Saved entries

# # # #

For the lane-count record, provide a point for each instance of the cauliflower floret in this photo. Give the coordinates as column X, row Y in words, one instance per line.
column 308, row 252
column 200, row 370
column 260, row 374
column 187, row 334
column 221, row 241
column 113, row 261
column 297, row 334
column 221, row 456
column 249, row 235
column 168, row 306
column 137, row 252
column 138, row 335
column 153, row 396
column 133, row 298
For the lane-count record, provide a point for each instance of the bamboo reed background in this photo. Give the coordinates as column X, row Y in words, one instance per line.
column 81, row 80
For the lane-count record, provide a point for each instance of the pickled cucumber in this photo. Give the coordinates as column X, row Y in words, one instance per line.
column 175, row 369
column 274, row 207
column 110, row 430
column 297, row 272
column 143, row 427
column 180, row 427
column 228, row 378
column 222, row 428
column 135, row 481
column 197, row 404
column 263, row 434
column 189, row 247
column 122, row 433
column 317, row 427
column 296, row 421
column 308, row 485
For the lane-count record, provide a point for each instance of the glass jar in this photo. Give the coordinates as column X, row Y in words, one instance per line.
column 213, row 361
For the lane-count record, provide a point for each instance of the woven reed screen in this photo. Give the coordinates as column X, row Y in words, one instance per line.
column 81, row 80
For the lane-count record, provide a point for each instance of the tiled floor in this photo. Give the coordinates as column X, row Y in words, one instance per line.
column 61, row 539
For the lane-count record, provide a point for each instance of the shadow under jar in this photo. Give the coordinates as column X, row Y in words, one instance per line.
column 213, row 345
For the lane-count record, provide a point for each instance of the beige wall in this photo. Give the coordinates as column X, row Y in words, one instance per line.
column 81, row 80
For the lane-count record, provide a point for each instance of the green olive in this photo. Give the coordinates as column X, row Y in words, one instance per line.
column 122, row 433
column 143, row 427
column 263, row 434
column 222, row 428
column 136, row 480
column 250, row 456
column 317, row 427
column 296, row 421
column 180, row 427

# # # #

Pull out every line from the one with "of the glass" to the end of the listing, and output only those.

For the lane-count record, provide a point for each instance of the glass jar in this photo. Give the coordinates as column X, row Y in words, one instance per line.
column 213, row 361
For the lane-count record, provide a point for each instance of the woven reed screen in this photo. Give the coordinates as column X, row Y in words, one instance per line.
column 81, row 80
For the lane-count record, provide a point for each instance of the tiled floor in this photo. Give the coordinates as column X, row Y in words, one instance per line.
column 61, row 539
For the lane-count record, provide a point for each instance of the shadow under jar in this photo. Give the coordinates as column X, row Y in words, one instance per line.
column 213, row 345
For the lane-count record, provide a point for each instance of the beige wall in this photo. Give the coordinates as column X, row Y in words, one instance per line.
column 81, row 80
For the lane-count record, provide a point for each instance of the green olive in this photo. Give the coordinates as column X, row Y in words, one instance per line.
column 122, row 433
column 143, row 427
column 263, row 434
column 222, row 428
column 136, row 480
column 250, row 456
column 317, row 427
column 296, row 421
column 180, row 427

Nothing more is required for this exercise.